Rows taken from a box labeling dataset

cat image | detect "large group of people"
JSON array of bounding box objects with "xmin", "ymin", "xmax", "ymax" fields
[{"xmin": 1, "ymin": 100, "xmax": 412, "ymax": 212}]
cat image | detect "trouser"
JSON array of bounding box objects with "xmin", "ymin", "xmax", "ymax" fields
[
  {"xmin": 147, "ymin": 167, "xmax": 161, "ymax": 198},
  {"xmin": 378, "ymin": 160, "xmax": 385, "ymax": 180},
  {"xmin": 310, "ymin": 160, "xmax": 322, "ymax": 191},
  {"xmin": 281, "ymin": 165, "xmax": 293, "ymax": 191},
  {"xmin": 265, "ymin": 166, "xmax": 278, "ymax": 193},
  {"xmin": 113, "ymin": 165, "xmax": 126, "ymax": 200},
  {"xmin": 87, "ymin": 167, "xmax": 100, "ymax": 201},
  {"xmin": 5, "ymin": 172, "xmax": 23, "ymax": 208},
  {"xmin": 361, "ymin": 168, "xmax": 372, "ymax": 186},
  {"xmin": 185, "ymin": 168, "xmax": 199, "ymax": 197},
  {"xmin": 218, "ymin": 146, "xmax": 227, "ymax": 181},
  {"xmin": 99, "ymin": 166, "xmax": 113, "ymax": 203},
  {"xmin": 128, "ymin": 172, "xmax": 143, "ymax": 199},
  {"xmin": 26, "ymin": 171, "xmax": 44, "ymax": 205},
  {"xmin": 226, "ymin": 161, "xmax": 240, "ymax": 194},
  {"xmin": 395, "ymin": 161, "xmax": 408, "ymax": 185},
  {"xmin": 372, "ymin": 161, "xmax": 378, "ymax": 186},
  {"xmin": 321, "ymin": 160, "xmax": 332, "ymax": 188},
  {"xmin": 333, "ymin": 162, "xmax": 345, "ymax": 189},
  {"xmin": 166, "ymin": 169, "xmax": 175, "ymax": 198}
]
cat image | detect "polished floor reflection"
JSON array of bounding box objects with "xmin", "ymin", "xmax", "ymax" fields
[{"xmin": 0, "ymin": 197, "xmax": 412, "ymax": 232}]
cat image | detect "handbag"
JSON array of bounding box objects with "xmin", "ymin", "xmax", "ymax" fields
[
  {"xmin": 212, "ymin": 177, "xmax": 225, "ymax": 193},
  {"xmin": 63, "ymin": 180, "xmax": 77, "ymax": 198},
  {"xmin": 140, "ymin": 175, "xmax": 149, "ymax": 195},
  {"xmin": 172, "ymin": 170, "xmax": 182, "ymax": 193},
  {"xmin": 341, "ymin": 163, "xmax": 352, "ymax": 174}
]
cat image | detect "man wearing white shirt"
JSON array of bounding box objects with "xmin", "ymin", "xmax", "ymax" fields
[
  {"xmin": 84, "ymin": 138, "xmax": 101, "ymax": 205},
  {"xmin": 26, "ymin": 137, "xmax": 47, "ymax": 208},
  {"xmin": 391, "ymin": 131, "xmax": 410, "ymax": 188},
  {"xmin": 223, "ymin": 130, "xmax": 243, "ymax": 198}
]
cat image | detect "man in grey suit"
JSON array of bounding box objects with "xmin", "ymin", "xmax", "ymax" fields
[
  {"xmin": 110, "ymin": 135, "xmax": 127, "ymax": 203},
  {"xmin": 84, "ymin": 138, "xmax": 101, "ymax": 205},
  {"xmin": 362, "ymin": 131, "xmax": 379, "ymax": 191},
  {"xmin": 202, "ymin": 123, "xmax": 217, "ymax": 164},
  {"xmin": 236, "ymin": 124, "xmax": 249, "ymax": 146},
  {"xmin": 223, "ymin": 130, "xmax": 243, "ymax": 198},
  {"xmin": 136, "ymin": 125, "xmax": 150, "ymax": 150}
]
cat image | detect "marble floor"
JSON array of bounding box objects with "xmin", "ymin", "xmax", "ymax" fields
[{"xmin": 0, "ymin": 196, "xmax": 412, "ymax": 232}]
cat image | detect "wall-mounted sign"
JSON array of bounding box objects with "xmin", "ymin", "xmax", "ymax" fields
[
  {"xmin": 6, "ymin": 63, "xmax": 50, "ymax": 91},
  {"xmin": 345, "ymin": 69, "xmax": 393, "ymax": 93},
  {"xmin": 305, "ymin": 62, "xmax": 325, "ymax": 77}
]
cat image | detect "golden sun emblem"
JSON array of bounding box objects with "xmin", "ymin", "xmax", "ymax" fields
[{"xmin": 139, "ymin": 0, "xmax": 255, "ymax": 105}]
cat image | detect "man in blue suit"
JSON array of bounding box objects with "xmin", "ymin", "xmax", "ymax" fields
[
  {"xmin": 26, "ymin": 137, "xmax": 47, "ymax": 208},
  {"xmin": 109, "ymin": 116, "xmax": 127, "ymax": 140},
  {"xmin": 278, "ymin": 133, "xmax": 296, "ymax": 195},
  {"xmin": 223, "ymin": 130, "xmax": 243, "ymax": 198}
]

**TASK PROMPT:** Gather every line above that contains the word "image", and treat uppercase and lowercase letters as different.

**SOLUTION:**
cat image | detect "large group of people"
cat image | detect "trouser"
cat image | detect "polished floor reflection"
cat image | detect "handbag"
cat image | detect "man wearing white shirt"
cat image | detect "man in grey suit"
cat image | detect "marble floor"
cat image | detect "wall-mounted sign"
cat image | detect "golden sun emblem"
cat image | detect "man in blue suit"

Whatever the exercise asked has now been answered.